• [WHAT IS ASKED] Exactly the lines from the one containing "Every instance of the blue house" through the final line of the listing are to be retyped, and nothing more.

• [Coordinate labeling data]
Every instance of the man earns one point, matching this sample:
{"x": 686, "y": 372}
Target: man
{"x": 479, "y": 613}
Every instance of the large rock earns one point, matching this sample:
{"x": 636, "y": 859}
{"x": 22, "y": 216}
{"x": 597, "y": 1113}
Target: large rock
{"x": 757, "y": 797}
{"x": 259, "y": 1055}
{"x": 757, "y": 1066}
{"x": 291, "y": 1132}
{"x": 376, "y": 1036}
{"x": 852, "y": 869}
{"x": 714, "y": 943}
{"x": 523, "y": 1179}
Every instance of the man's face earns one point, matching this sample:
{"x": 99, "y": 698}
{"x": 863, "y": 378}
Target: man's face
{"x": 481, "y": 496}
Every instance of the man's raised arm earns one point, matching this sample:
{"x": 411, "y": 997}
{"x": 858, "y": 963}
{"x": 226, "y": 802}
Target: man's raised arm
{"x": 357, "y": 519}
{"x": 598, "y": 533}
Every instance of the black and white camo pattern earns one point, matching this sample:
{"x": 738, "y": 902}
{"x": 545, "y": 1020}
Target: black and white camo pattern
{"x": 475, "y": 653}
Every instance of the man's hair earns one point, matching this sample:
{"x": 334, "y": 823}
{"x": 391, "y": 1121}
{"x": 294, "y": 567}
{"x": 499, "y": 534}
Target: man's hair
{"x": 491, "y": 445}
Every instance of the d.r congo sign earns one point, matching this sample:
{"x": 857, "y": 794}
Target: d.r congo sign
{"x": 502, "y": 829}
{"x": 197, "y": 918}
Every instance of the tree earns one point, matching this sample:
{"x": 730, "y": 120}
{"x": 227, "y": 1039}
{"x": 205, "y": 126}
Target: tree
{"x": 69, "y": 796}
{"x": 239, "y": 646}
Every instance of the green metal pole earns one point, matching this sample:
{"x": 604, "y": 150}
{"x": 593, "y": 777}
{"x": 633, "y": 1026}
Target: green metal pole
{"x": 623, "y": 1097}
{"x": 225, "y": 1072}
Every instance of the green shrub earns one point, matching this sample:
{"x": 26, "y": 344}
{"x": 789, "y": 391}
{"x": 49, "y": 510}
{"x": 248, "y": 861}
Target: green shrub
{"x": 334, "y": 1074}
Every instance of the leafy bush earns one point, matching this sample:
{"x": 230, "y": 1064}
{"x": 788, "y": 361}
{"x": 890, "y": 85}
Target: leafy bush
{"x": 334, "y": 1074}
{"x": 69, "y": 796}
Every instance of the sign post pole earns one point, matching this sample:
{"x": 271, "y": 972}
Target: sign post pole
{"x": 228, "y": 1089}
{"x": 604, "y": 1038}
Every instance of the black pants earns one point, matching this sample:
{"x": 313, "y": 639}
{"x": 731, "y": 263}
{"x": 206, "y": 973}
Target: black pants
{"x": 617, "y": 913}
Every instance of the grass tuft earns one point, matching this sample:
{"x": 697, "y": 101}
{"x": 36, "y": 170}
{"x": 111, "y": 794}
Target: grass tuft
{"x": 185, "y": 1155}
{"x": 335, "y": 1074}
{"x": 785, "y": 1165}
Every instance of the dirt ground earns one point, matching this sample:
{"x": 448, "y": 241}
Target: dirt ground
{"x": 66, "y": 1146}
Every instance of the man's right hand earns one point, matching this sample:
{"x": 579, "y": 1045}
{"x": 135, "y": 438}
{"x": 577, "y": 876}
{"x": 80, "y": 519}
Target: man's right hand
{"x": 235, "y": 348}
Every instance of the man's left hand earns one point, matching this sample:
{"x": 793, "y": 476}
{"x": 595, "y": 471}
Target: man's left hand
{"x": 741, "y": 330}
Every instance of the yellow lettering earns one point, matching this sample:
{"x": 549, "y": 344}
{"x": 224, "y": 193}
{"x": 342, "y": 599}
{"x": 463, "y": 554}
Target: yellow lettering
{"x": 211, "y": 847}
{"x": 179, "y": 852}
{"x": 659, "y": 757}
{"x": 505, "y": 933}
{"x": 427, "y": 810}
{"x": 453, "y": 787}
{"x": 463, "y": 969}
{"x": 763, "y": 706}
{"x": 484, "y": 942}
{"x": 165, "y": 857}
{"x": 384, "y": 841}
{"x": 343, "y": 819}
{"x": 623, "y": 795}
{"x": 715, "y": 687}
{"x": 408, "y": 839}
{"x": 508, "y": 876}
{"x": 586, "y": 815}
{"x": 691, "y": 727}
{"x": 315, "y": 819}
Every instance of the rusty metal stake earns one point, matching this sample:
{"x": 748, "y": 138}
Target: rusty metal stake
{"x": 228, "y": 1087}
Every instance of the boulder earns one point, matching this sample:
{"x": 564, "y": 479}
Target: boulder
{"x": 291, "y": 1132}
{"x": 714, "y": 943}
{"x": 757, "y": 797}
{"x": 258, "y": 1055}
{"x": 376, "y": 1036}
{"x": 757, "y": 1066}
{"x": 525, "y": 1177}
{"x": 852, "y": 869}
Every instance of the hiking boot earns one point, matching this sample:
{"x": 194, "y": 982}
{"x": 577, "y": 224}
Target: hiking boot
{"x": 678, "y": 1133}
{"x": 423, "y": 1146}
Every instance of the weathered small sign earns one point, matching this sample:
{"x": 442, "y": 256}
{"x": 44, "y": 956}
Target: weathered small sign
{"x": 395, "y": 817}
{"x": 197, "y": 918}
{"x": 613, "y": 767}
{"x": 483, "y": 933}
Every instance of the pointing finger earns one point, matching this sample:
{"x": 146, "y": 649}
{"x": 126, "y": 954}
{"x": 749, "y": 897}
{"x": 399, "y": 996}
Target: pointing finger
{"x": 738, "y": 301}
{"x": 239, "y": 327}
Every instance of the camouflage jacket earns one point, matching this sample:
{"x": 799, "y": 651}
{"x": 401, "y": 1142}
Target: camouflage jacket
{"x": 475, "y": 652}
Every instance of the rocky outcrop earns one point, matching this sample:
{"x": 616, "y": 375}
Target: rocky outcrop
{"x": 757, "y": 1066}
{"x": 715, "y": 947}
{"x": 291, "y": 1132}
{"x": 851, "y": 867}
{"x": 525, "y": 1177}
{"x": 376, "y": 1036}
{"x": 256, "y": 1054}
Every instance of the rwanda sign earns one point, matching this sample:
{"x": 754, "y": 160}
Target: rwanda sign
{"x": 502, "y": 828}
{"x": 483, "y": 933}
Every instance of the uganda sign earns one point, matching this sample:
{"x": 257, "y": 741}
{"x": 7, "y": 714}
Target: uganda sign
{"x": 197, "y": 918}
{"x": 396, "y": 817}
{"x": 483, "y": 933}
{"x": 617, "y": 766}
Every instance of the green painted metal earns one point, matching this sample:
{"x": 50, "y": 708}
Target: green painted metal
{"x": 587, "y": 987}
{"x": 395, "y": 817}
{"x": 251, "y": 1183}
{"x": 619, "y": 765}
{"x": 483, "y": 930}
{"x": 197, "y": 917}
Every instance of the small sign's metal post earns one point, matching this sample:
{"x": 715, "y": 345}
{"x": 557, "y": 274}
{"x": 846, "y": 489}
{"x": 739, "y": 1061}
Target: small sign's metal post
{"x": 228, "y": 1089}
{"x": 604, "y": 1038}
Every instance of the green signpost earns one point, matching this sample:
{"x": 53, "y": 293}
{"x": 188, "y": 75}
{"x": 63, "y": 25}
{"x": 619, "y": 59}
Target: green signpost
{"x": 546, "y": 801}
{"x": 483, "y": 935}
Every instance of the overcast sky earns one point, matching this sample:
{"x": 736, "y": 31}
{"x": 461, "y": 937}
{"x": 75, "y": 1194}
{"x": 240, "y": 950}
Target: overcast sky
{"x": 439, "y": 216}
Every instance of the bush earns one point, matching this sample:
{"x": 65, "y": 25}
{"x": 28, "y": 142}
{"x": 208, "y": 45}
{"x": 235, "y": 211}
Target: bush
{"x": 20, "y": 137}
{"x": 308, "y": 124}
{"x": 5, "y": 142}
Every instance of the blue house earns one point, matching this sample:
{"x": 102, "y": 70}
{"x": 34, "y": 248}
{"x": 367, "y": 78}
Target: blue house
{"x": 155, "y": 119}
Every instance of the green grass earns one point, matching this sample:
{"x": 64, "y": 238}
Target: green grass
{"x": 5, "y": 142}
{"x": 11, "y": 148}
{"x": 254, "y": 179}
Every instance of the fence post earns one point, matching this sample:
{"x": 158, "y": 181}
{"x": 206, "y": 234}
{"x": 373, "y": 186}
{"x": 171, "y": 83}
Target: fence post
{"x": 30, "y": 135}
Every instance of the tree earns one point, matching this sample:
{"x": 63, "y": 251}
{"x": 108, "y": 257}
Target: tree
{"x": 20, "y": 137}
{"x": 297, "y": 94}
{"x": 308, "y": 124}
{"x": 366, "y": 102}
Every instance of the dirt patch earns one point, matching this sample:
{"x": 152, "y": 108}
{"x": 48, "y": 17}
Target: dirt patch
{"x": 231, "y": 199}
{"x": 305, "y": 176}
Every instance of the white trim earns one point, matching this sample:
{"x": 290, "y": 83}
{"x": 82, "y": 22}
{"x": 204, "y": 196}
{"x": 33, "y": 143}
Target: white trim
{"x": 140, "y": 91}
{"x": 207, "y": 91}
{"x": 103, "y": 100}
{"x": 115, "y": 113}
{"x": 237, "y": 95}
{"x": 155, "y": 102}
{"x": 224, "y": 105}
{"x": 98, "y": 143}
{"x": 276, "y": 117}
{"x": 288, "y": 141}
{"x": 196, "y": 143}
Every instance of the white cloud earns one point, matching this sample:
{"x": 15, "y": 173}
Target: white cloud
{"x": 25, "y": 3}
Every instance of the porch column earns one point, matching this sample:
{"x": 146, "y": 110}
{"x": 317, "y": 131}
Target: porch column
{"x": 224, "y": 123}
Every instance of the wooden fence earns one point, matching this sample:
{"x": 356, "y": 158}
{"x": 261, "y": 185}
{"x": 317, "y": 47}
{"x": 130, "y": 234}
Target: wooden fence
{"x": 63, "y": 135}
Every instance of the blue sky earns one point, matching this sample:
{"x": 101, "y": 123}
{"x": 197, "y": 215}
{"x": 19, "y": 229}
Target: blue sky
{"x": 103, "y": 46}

• [FULL ANSWER]
Every instance of the blue house earns one point, matching this sample:
{"x": 102, "y": 70}
{"x": 34, "y": 248}
{"x": 367, "y": 78}
Target: blue house
{"x": 155, "y": 119}
Every instance of the green grass earns one point, matching this sample:
{"x": 64, "y": 238}
Target: green grass
{"x": 5, "y": 142}
{"x": 11, "y": 148}
{"x": 254, "y": 179}
Every instance of the fence post earns one point, matching this sample:
{"x": 158, "y": 181}
{"x": 206, "y": 234}
{"x": 373, "y": 186}
{"x": 171, "y": 83}
Target: fence post
{"x": 30, "y": 135}
Every instance of the tree earns one point, matching this sample:
{"x": 63, "y": 251}
{"x": 108, "y": 257}
Target: tree
{"x": 20, "y": 137}
{"x": 297, "y": 94}
{"x": 308, "y": 124}
{"x": 366, "y": 102}
Every instance of the dirt patch earns one point, matching this sample:
{"x": 152, "y": 108}
{"x": 48, "y": 17}
Target: dirt patch
{"x": 231, "y": 199}
{"x": 305, "y": 176}
Every instance of the white trim earns one point, matching this sample:
{"x": 290, "y": 83}
{"x": 82, "y": 22}
{"x": 204, "y": 196}
{"x": 33, "y": 143}
Target: white trim
{"x": 140, "y": 91}
{"x": 207, "y": 91}
{"x": 103, "y": 100}
{"x": 115, "y": 113}
{"x": 237, "y": 95}
{"x": 155, "y": 102}
{"x": 224, "y": 105}
{"x": 98, "y": 143}
{"x": 276, "y": 117}
{"x": 288, "y": 141}
{"x": 196, "y": 143}
Every instance of the white cloud earns one point, matching this sample:
{"x": 15, "y": 173}
Target: white cloud
{"x": 25, "y": 3}
Every instance of the porch column earns one point, matching this sample:
{"x": 146, "y": 110}
{"x": 317, "y": 131}
Target: porch column
{"x": 224, "y": 123}
Every instance of the wooden fence earns one point, matching this sample:
{"x": 356, "y": 158}
{"x": 261, "y": 185}
{"x": 317, "y": 47}
{"x": 130, "y": 234}
Target: wooden fence
{"x": 63, "y": 135}
Every instance of the blue sky earns one point, matching this sample:
{"x": 101, "y": 123}
{"x": 197, "y": 215}
{"x": 19, "y": 229}
Target: blue sky
{"x": 103, "y": 46}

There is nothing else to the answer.